→ **Exercise text**:
+ + +
Expand a set of multiverse decisions into all possible combinations
Source:R/grid-pipeline.R
expand_decisions.Rd
Expand a set of multiverse decisions into all possible combinations
Usage
expand_decisions(
.pipeline,
.collect_after = NULL,
.pointer_path = NULL,
.subgroup_in_path = FALSE
)
Arguments
- .pipeline
a
data.frame
produced by calling a series of add_* functions.- .collect_after
default is NULL. Most of the time you will not use this argument. However, if your data come from a database, you can use this argument to call
dplyr::collect()
fromdbplyr
after a simple filter statements to speed up computations. Valid options are"subgroups"
,"filters"
, or"preprocess"
. Note thatdbplyr
does not support all expressions.- .pointer_path
a string specifying a path to create a external pointer object. This is only necessary if you are using data from an external source. Defaults to NULL.
- .subgroup_in_path
logical, whether to place the subgroup filters in a file path. This is only relevant if you are using an external pointer (e.g., an Arrow filesystem database). Placing the subgroup filter in the path itself might provide a performance boost over reading the entire filesystem and then performing subgoup filtering.
+ + +
→ **Work order 1**:
In the expand_decisions page, what default value does the .subgroup_in_path argument have?

→ **Supplied material**:
+ + +
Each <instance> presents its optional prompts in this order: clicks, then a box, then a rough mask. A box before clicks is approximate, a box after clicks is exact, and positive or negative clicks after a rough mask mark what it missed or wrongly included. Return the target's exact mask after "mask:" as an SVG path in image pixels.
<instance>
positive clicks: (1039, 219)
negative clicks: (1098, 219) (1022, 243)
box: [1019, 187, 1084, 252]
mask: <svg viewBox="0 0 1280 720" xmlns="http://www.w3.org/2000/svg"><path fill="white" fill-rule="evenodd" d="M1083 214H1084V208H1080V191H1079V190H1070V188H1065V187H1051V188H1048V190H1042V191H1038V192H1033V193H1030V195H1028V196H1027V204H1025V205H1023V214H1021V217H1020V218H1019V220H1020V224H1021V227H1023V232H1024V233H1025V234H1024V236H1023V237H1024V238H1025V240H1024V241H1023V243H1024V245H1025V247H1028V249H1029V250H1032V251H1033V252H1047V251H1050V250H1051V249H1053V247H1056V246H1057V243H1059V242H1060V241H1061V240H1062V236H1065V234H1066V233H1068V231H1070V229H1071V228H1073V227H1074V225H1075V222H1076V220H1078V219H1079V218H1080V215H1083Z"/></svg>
+ + +
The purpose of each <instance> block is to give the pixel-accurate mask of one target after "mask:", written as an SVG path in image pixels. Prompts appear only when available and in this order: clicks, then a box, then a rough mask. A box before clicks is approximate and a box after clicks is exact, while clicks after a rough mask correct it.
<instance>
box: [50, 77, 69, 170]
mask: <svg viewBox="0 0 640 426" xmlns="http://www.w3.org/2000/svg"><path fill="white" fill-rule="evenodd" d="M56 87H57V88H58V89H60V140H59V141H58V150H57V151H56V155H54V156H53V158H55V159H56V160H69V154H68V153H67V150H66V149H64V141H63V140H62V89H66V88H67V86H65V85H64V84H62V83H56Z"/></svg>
+ + +
→ **Work order 2**:
Please write out the records again, starting at the line that contains "The purpose of" and ending at the line that contains "box: [50, 77, 69, 170]", with "target" changed to "object" and nothing else altered.

→ **Final answer 1**:
FALSE

→ **Final answer 2**:
The purpose of each <instance> block is to give the pixel-accurate mask of one object after "mask:", written as an SVG path in image pixels. Prompts appear only when available and in this order: clicks, then a box, then a rough mask. A box before clicks is approximate and a box after clicks is exact, while clicks after a rough mask correct it.
<instance>
box: [50, 77, 69, 170]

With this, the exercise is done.